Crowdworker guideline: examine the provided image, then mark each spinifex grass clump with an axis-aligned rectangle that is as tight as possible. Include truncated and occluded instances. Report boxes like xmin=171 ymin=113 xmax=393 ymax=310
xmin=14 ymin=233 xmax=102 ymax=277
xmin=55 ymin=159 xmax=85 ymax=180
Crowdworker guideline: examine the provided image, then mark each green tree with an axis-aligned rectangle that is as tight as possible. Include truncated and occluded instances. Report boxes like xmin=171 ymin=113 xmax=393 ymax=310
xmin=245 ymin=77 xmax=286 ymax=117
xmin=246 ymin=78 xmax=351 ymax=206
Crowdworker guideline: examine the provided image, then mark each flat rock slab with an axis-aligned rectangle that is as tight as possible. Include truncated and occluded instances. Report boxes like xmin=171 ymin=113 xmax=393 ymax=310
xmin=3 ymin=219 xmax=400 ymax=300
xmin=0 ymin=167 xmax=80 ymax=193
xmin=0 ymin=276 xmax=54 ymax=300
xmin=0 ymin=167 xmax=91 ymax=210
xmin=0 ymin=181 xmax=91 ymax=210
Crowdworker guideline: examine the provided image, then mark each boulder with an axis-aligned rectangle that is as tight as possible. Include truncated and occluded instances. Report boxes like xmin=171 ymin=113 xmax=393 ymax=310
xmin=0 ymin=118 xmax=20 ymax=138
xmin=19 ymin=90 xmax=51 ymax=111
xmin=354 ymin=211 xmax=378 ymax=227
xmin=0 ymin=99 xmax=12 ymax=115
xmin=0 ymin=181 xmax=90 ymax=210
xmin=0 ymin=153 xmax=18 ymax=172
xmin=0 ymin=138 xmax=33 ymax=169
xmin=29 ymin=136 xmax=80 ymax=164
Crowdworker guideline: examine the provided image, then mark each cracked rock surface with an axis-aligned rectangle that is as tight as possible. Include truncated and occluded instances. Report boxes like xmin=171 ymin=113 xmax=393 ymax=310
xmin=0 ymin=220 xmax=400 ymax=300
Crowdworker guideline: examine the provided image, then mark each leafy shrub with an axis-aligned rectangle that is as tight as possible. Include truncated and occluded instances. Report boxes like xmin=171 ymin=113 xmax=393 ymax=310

______________________________

Rewrite all of the material above, changing each "axis-aligned rectangle" to "bounding box" and leaving everything else as it is.

Crowdworker guideline: examine the provided image, then mark each spinifex grass clump with an bounding box that is as tight as possible. Include truncated and occluded instances. Report boxes like xmin=171 ymin=113 xmax=393 ymax=310
xmin=14 ymin=233 xmax=102 ymax=277
xmin=55 ymin=159 xmax=85 ymax=180
Crowdworker guideline: examine the provided image, then mark each green tree with an bounding box that is as tight as possible. Include truncated and occluded instances. Report boxes like xmin=171 ymin=113 xmax=393 ymax=310
xmin=245 ymin=77 xmax=286 ymax=117
xmin=246 ymin=78 xmax=351 ymax=206
Crowdworker guideline: examine the provided image, then mark each flat rock slab with an bounding box that is as tight as possible. Include truncated and occluded instances. Report boxes like xmin=171 ymin=113 xmax=393 ymax=310
xmin=3 ymin=219 xmax=400 ymax=300
xmin=0 ymin=167 xmax=80 ymax=193
xmin=0 ymin=276 xmax=54 ymax=300
xmin=0 ymin=167 xmax=91 ymax=210
xmin=0 ymin=181 xmax=91 ymax=210
Crowdworker guideline: examine the provided image, then mark each boulder with an bounding box that is as tight as possible. Include truncated and occluded instances. Report boxes like xmin=171 ymin=113 xmax=393 ymax=310
xmin=0 ymin=118 xmax=20 ymax=138
xmin=19 ymin=90 xmax=51 ymax=111
xmin=354 ymin=211 xmax=378 ymax=227
xmin=0 ymin=99 xmax=12 ymax=115
xmin=0 ymin=181 xmax=90 ymax=210
xmin=0 ymin=153 xmax=18 ymax=172
xmin=0 ymin=138 xmax=33 ymax=169
xmin=29 ymin=136 xmax=80 ymax=164
Crowdworker guideline: examine the provided image, then mark each cracked rock surface with an bounding box that is as tight as possible. Include truncated and occluded instances. Report boxes like xmin=171 ymin=113 xmax=393 ymax=310
xmin=0 ymin=220 xmax=400 ymax=300
Crowdworker guideline: examine the provided image, then mark each leafy shrub with an bounding box that is as tight as possible. Include truncated and occluded instances. Report boxes like xmin=171 ymin=113 xmax=393 ymax=310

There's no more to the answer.